I am trying to use a pointer to a member function in my code so that I can easily replace the function to use without changing everywhere in the code. I get an error while compiling that I don't understand how to solve. Here is a minimum working example:
OrderBook.h
#include <list>
#include <string>
class Order
{
};
class OrderBook
{
typedef void(OrderBook::* MatchingAlgorithm)(Order&, std::list<Order>&);
public:
OrderBook(const std::string name);
void ExecuteFunction(Order&, std::list<Order>);
private:
void FunctionToUse(Order&, std::list<Order>&);
const std::string m_OrderBookName;
MatchingAlgorithm m_matchingAlgorithm;
};
OrderBook.cpp
#include "OrderBook.h"
OrderBook::OrderBook(
const std::string name
)
: m_OrderBookName(name)
{
m_matchingAlgorithm = &OrderBook::FunctionToUse;
}
void OrderBook::ExecuteFunction(Order & order, std::list<Order> listOfOrders)
{
(*m_matchingAlgorithm)(order, listOfOrders);
}
void OrderBook::FunctionToUse(Order &, std::list<Order>&)
{
// do nothing
}
Source.cpp
#include "OrderBook.h"
int main()
{
std::list<Order> mylist;
Order o1, o2;
mylist.push_back(o1);
mylist.push_back(o2);
OrderBook ob("my book");
ob.ExecuteFunction(o1, mylist);
return 0;
}
Compilation Errors
error C2171: '*': illegal on operands of type 'OrderBook::MatchingAlgorithm'
error C2064: term does not evaluate to a function taking 2 arguments
If I replace (*m_matchingAlgorithm) with FunctionToUse inside ExecuteFunction the code compiles without errors.

▶ [MATERIALS PROVIDED]:
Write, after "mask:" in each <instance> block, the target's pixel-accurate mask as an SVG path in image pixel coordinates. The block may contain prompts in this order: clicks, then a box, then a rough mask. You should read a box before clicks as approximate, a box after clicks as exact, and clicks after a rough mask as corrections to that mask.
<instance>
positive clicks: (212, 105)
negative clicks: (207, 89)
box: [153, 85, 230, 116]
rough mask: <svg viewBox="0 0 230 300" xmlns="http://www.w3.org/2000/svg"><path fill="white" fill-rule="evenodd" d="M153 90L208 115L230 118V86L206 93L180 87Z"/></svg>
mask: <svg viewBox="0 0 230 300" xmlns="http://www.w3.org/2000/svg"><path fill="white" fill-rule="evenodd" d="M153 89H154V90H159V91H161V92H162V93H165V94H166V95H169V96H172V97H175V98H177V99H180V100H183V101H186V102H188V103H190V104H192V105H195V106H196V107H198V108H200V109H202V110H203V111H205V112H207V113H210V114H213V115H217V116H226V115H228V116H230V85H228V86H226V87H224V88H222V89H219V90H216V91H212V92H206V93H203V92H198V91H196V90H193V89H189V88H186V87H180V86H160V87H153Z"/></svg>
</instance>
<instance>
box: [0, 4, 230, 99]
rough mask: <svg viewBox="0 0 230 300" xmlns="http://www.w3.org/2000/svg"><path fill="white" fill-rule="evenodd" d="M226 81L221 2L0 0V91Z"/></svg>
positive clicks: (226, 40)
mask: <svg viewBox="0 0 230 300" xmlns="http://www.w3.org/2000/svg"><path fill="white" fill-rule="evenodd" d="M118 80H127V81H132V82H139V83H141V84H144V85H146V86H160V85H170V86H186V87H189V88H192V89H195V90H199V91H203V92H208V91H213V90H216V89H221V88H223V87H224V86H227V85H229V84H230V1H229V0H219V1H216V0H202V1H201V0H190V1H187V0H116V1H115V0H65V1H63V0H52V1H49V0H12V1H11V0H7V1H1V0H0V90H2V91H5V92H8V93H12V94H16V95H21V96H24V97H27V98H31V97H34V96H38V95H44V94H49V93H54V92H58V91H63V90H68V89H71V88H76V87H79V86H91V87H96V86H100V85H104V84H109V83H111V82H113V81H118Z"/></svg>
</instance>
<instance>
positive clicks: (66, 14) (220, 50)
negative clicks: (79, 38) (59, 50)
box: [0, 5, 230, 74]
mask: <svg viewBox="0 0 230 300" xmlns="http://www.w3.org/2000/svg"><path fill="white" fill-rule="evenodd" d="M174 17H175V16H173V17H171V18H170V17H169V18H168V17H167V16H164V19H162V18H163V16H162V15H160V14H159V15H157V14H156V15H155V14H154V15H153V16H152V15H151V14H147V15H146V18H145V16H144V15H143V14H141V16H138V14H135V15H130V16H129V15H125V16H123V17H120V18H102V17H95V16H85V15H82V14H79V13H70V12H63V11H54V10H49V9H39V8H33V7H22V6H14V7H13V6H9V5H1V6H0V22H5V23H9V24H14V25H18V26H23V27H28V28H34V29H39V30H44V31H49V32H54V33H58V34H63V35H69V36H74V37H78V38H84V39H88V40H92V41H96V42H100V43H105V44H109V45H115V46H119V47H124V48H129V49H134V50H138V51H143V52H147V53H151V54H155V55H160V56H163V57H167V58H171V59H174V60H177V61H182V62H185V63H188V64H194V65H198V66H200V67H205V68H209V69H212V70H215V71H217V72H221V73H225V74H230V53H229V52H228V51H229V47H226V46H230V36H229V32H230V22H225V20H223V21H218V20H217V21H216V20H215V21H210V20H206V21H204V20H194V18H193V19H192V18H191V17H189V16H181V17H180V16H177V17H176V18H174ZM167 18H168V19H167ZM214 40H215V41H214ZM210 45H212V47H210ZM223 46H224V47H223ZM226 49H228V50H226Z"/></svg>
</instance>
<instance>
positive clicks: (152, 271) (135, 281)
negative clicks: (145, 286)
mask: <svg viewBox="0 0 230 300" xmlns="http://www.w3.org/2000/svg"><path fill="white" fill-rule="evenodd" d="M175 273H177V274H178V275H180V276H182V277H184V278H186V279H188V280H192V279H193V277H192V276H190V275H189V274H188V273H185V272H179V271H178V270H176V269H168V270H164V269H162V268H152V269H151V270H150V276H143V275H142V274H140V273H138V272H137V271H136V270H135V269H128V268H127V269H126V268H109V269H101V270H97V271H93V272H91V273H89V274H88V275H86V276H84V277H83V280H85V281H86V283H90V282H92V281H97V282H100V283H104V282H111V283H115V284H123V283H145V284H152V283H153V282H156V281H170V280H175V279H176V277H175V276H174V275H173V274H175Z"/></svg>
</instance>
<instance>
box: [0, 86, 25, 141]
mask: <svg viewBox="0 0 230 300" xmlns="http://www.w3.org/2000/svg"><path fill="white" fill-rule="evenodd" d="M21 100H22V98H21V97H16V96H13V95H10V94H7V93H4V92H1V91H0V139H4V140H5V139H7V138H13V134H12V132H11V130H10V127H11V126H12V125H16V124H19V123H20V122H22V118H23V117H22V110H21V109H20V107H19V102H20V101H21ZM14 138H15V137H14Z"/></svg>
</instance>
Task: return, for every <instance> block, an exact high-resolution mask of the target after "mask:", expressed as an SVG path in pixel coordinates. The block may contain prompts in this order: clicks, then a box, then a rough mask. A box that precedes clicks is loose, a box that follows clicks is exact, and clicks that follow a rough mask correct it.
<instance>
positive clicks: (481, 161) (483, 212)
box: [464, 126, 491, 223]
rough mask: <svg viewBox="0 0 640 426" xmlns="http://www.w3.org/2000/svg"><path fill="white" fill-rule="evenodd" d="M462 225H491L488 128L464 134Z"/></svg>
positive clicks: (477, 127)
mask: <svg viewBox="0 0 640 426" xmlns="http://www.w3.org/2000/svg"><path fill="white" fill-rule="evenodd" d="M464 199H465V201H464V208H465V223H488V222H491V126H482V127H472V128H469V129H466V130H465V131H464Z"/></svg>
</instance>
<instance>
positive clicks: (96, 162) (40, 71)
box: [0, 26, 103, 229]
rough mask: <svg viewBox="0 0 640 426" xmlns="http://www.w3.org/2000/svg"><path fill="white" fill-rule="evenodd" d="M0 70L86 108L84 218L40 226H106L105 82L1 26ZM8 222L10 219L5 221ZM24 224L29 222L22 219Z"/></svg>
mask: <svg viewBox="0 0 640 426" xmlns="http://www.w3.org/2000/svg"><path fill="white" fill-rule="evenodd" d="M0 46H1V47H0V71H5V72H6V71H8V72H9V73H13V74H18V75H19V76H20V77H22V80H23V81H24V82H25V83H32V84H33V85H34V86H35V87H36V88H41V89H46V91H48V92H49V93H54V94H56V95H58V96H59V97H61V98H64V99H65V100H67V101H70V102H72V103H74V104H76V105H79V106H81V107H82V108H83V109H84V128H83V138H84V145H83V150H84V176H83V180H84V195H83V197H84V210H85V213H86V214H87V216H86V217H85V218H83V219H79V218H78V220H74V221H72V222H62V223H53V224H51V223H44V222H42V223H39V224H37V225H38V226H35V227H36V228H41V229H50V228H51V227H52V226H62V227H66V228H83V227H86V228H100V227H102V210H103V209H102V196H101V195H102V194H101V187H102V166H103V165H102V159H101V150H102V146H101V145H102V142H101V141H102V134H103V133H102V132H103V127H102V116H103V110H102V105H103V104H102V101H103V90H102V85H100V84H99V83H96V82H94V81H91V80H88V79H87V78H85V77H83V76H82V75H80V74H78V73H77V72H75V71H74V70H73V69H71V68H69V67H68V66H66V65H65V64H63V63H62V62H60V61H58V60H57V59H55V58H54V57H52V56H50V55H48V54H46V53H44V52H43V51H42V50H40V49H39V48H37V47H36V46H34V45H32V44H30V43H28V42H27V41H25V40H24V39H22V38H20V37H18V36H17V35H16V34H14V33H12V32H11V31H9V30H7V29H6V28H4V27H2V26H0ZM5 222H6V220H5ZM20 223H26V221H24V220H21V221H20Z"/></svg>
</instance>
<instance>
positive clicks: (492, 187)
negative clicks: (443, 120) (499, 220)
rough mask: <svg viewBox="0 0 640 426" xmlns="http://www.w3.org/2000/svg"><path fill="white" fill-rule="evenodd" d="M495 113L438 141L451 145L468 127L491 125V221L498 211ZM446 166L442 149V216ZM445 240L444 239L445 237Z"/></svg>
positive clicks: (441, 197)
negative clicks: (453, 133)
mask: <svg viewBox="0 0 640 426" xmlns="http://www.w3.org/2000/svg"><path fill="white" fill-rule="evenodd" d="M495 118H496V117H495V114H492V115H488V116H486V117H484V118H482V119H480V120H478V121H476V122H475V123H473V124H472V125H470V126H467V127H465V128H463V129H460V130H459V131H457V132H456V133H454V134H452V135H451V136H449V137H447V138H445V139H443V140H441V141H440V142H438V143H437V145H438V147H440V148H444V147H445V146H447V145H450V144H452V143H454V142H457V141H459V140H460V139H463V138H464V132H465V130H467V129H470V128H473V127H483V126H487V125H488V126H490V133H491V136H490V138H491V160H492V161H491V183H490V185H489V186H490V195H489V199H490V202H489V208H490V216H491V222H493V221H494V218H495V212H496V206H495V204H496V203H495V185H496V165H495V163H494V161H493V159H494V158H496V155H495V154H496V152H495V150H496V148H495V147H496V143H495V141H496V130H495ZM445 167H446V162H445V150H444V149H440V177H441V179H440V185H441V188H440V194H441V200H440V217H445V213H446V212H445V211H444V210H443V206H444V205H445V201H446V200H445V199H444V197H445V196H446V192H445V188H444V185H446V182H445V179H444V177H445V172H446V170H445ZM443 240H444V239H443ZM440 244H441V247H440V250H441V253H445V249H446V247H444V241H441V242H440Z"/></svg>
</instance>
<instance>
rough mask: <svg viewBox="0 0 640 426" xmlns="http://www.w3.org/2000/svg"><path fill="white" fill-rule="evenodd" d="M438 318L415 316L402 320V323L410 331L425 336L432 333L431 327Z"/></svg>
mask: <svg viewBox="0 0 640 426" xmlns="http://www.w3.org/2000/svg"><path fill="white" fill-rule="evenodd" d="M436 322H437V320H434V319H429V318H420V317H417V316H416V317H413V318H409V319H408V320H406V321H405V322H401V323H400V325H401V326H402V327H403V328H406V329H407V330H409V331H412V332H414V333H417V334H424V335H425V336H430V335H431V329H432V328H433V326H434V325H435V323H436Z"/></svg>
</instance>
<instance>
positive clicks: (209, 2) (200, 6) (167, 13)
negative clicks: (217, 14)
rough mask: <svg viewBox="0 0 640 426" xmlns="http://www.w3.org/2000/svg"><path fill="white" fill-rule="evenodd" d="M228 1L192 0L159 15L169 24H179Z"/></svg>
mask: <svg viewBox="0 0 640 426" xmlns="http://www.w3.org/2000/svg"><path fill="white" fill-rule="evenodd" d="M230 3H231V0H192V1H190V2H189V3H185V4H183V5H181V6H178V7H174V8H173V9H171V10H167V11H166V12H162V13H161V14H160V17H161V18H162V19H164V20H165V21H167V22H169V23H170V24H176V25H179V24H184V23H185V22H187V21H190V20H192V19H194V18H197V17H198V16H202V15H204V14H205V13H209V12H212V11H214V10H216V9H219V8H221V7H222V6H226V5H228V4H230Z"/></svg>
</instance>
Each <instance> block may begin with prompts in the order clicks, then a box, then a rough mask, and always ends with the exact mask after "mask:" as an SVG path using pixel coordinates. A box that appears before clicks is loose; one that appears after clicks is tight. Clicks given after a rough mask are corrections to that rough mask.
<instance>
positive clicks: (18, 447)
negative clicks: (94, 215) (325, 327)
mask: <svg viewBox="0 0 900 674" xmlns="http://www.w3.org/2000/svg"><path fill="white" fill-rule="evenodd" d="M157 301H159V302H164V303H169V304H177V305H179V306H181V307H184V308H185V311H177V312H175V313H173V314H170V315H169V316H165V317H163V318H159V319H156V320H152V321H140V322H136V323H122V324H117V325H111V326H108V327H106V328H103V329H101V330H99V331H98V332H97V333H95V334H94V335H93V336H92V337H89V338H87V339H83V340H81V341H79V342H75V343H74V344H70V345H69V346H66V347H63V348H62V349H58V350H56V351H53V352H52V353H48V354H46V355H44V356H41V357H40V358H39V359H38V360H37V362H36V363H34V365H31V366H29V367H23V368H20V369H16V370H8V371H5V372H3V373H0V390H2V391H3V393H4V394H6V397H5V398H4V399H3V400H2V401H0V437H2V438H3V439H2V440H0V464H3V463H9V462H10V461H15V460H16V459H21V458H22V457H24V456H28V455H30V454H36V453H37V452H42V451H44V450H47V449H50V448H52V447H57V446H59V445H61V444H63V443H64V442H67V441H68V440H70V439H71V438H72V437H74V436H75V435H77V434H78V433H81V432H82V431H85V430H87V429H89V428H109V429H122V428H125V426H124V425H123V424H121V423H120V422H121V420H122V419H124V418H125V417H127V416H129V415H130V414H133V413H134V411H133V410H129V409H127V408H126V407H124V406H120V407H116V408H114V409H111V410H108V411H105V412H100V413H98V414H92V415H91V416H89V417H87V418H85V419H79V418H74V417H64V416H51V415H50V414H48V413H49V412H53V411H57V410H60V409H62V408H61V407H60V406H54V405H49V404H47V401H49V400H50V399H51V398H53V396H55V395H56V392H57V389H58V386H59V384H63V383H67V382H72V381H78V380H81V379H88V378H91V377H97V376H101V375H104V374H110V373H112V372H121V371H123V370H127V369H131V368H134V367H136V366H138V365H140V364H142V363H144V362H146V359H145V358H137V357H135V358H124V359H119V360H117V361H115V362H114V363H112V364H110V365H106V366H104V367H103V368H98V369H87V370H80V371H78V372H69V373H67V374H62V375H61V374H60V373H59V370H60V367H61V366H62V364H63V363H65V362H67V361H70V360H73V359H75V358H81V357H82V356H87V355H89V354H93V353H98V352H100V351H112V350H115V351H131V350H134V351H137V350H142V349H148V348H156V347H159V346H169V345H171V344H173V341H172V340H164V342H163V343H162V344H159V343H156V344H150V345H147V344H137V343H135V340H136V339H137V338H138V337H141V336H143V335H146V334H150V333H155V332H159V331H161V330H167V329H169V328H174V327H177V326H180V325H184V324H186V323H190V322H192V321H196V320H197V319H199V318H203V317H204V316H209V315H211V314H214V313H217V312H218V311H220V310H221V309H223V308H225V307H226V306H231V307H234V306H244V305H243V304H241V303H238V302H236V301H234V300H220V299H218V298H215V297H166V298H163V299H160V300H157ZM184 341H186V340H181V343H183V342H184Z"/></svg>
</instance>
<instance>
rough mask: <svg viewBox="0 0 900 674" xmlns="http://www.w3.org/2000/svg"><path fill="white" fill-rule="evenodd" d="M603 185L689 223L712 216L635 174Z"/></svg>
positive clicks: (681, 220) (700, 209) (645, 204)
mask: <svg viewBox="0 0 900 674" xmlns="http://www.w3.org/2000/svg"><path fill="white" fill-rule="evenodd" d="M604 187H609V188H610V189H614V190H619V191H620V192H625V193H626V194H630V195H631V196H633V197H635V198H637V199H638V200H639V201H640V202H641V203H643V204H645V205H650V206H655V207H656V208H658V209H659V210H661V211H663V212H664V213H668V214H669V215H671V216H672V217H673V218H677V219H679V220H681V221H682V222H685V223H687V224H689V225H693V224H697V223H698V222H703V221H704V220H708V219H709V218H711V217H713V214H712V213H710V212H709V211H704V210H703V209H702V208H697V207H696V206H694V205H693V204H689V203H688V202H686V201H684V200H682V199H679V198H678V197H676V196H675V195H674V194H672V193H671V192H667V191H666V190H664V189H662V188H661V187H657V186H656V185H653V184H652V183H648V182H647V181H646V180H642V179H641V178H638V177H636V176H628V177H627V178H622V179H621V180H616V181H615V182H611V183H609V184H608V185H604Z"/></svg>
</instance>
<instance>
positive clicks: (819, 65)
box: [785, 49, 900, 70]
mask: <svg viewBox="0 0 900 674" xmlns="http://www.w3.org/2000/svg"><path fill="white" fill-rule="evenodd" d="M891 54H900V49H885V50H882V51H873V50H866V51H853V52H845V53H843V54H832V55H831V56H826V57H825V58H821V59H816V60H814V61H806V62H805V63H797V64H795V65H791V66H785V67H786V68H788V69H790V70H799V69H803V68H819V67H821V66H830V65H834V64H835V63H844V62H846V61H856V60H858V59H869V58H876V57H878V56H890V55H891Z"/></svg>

▶ [WORK ORDER 1]: List the file names that the forum post about a pointer to a member function gives for its example code.
▶ [WORK ORDER 2]: Quote every line of the entries that contains the word "loose".

▶ [FINAL ANSWER 1]:
OrderBook.h
OrderBook.cpp
Source.cpp

▶ [FINAL ANSWER 2]:
Task: return, for every <instance> block, an exact high-resolution mask of the target after "mask:", expressed as an SVG path in pixel coordinates. The block may contain prompts in this order: clicks, then a box, then a rough mask. A box that precedes clicks is loose, a box that follows clicks is exact, and clicks that follow a rough mask correct it.
Each <instance> block may begin with prompts in the order clicks, then a box, then a rough mask, and always ends with the exact mask after "mask:" as an SVG path using pixel coordinates. A box that appears before clicks is loose; one that appears after clicks is tight. Clicks given after a rough mask are corrections to that rough mask.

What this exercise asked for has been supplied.